(Point-per-instance localization data)
----------

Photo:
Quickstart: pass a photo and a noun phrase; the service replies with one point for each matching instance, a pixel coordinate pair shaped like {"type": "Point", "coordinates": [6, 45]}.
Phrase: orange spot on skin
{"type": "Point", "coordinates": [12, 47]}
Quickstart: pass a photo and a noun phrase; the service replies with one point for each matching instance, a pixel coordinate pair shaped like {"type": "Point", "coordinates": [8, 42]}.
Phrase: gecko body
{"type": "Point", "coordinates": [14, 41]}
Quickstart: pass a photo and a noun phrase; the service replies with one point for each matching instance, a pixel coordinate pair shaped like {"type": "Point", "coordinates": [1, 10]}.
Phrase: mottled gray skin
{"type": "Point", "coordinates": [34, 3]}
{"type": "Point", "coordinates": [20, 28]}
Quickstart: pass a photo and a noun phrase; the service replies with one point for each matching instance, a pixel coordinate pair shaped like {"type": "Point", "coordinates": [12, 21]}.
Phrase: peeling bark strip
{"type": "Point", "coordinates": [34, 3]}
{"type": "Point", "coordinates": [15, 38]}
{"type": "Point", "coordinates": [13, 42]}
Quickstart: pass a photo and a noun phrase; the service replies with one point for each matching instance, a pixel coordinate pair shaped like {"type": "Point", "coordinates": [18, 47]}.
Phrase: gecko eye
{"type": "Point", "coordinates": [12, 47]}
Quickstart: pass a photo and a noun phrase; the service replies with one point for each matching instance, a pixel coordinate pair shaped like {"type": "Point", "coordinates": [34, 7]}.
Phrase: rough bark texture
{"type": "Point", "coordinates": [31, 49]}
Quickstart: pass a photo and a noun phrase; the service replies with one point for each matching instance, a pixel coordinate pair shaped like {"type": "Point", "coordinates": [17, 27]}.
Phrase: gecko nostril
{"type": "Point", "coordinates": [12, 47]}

----------

● **Problem details**: Repeat word for word each line from the one with "Phrase: orange spot on skin" to the end of the records above, inclusive.

● **Written solution**:
Phrase: orange spot on skin
{"type": "Point", "coordinates": [12, 47]}
Quickstart: pass a photo and a noun phrase; the service replies with one point for each matching instance, a pixel coordinate pair shaped like {"type": "Point", "coordinates": [8, 42]}.
Phrase: gecko body
{"type": "Point", "coordinates": [14, 41]}
Quickstart: pass a photo and a noun phrase; the service replies with one point for each matching instance, a pixel coordinate pair shaped like {"type": "Point", "coordinates": [1, 10]}.
Phrase: mottled gray skin
{"type": "Point", "coordinates": [34, 3]}
{"type": "Point", "coordinates": [20, 28]}
Quickstart: pass a photo and a noun phrase; the service replies with one point for each matching instance, a pixel coordinate pair shaped like {"type": "Point", "coordinates": [12, 21]}.
Phrase: peeling bark strip
{"type": "Point", "coordinates": [34, 3]}
{"type": "Point", "coordinates": [15, 38]}
{"type": "Point", "coordinates": [13, 42]}
Quickstart: pass a photo and a noun phrase; the service replies with one point for each matching instance, a pixel coordinate pair shaped like {"type": "Point", "coordinates": [18, 47]}.
Phrase: gecko eye
{"type": "Point", "coordinates": [12, 47]}
Quickstart: pass a photo and a noun phrase; the service replies with one point for each matching instance, a pixel coordinate pair shaped like {"type": "Point", "coordinates": [34, 7]}.
Phrase: rough bark texture
{"type": "Point", "coordinates": [31, 49]}
Quickstart: pass a photo and a noun phrase; the service replies with one point for each matching instance, a pixel coordinate pair shaped like {"type": "Point", "coordinates": [17, 27]}.
Phrase: gecko nostril
{"type": "Point", "coordinates": [12, 47]}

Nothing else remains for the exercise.